◆ Work to be completed: Transcribe the passage of the aquarium forum thread below from "## wtac (Mar" up to and including "level mainstream brands.".

◆ Selected text:
# Magical aquarium club?



## James32 (Mar 27, 2013)

I just wanted to know what you reefers out there think of the neptunian systems they sell at the magical aquarium club? The guy there says he will give me the k120 system for 2000 bucks all in and i am wondering if they are worth it its rimless 96 gallons and the sump i think is 25 it kinda looks like a red sea knock off but still a nice looking system. Please let me know what you think or if you think i could find a nicer system 2nd hand here on the forums? And i appoligize if i am not supposed to use any names of stores i havent been on here for a while and im not sure the rules.
Thanks


----------



## Hamish (Apr 18, 2014)

2000 for what, its a toy, good luck


----------



## James32 (Mar 27, 2013)

What do u mean by a toy? Are you saying im better off with red sea reef system or is that a toy also? I am looking for something that will hold its value or at least half of it.. if you think this is junkcand just a toy csn you please suggest what i should get instead for the samea mount of money something better and something clean that matches like this?


----------



## wtac (Mar 17, 2006)

Late to the party but no matter what one pays for a system, they are lucky to get 1/2 resale value. Second hand buyers are more apt to lowball on direct import Chinese brands vs upper level mainstream brands.

Both brands are laminated particle board but RedSea use a denser board and can take a bit more water before swelling and falling apart. Either way, run a bead of silicone on the bare ends before securing to seal the ends as well as silicone in the holes for the screws.


----------

Object point labels:
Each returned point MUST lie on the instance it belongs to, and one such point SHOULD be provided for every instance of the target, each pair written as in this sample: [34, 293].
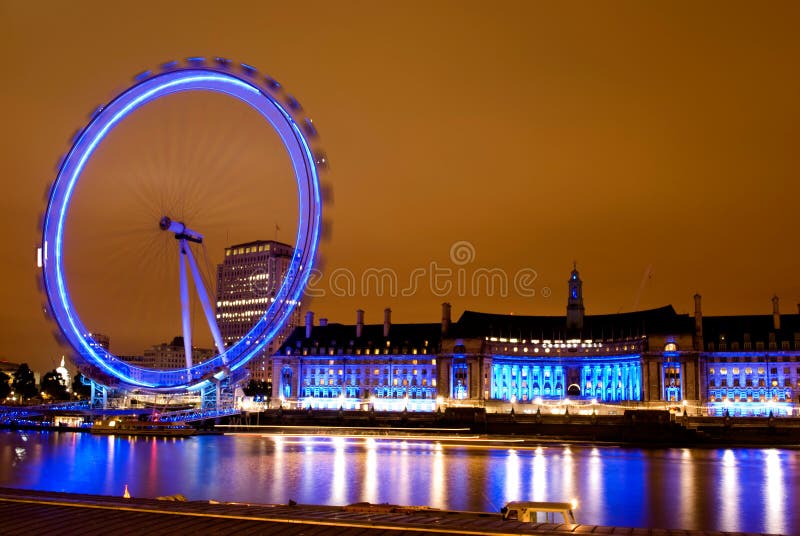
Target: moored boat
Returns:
[133, 427]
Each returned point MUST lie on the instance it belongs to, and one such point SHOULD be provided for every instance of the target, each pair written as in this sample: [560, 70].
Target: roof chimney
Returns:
[698, 321]
[359, 322]
[387, 321]
[309, 323]
[445, 318]
[776, 314]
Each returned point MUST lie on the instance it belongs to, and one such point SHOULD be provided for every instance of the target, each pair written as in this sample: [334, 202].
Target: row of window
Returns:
[787, 382]
[375, 381]
[734, 346]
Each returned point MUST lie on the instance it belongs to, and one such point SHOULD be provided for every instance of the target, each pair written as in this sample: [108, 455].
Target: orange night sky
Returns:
[653, 142]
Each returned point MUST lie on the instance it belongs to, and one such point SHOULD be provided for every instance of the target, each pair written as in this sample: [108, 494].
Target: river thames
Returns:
[754, 490]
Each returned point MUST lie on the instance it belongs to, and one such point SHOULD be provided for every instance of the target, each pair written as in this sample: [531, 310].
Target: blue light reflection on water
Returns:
[725, 489]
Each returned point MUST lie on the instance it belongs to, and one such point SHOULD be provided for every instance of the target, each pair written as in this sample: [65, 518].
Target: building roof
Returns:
[403, 337]
[631, 324]
[757, 327]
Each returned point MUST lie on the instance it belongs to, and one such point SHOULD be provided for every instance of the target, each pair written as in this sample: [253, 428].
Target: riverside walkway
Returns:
[39, 512]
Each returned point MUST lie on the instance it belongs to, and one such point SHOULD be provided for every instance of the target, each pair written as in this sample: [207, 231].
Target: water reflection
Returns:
[733, 489]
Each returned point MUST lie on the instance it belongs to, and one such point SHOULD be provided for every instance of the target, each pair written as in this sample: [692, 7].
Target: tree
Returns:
[5, 385]
[24, 383]
[81, 390]
[53, 385]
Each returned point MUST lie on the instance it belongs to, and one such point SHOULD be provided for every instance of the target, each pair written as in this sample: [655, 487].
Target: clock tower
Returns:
[575, 303]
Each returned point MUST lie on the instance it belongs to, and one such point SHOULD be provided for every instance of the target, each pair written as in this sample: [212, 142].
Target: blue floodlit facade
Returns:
[641, 359]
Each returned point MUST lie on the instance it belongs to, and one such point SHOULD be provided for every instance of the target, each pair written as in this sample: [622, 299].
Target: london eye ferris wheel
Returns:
[298, 136]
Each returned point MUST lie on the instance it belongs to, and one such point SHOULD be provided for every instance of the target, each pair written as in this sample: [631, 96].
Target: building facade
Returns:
[247, 282]
[742, 365]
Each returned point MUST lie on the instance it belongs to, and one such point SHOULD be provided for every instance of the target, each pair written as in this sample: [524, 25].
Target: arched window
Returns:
[286, 382]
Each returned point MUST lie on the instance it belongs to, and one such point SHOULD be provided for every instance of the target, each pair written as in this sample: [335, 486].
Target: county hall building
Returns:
[743, 365]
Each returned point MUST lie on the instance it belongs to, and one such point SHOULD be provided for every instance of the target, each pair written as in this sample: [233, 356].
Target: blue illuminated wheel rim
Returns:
[265, 96]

◆ Solution:
## wtac (Mar 17, 2006)

Late to the party but no matter what one pays for a system, they are lucky to get 1/2 resale value. Second hand buyers are more apt to lowball on direct import Chinese brands vs upper level mainstream brands.